Selected excerpt:
○ ○ ○

This is where decaf coffee comes in. It allows you to still enjoy the taste of coffee without the caffeine. It’s more common to find someone who’s swapped out their last cup of the day for a decaf one than someone who exclusively drinks decaf coffee, but either way there are customers out there searching for a good decaf cup that doesn’t compromise on flavour. For this reason, manufacturers offer instant decaf coffee and allow you to buy decaf coffee in bulk. Nestle offers decaf versions alongside a range of other instant coffee products.

How much caffeine is in decaf coffee

Decaffeinated coffee might be a tad misleading as there usually are small traces of caffeine left behind in the extraction process. If you’re looking for a coffee drink that minimises your caffeine consumption, then it’s fine and you’re good to go. If it’s important to eliminate as much caffeine as possible, be sure to check each label for individual quantities.

In a regular cup of coffee, you’ll find around 80-200 mg of caffeine. In a decaf cup, you’re looking at caffeine levels around 3-18 mg. Depending on your sensitivity levels to caffeine, you might still notice the small traces of caffeine. Another thing to consider is how many cups of decaf coffee you’re consuming – if you’re having multiple cups in a day then the caffeine levels could add up to a standard cup.

○ ○ ○

Task to carry out:
Could you continue the decaf coffee passage, starting right after its final sentence?

○ ○ ○

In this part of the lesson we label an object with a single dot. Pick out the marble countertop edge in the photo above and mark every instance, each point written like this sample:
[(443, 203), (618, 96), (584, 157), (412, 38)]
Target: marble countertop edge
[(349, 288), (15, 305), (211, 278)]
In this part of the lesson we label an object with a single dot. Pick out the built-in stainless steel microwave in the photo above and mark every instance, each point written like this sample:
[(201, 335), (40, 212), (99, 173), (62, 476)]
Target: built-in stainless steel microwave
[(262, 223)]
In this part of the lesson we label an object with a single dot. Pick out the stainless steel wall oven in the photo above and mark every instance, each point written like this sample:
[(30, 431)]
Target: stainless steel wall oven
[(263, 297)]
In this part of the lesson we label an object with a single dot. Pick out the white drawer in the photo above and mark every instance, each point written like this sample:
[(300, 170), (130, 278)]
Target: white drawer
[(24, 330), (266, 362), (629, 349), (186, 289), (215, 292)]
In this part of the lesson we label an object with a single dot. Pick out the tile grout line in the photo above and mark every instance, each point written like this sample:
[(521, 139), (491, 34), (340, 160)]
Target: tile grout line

○ ○ ○

Result:
Types of instant decaf coffee

You can buy instant decaf coffee in a variety of forms to fit your home, office, or commercial kitchen set up. The most portable version is of course a sachet. The form that requires the most amount of skill, training and machinery is freshly roasted decaf coffee beans. A happy middle ground is a coffee pod that you can slip into a machine.

Having individual portions allows you to create the coffee on demand. It also allows the cup to be tailored exactly to the drinker’s preference. For workplaces looking to provide a decaf option for employees, the easier the better. Sachets and pods make it possible for people to take a break from work to make the cup without requiring too much time or clean up. Hotels and event venues might order similar types of coffee as their customers are looking for a quick, convenient option to take on the go. Cafes, bakeries, and restaurants are more likely to be enticed by coffee beans to create the freshest, high-quality coffee possible. Decaf coffee can be made the same way as regular coffee, meaning there isn’t any extra training required for the baristas or staff.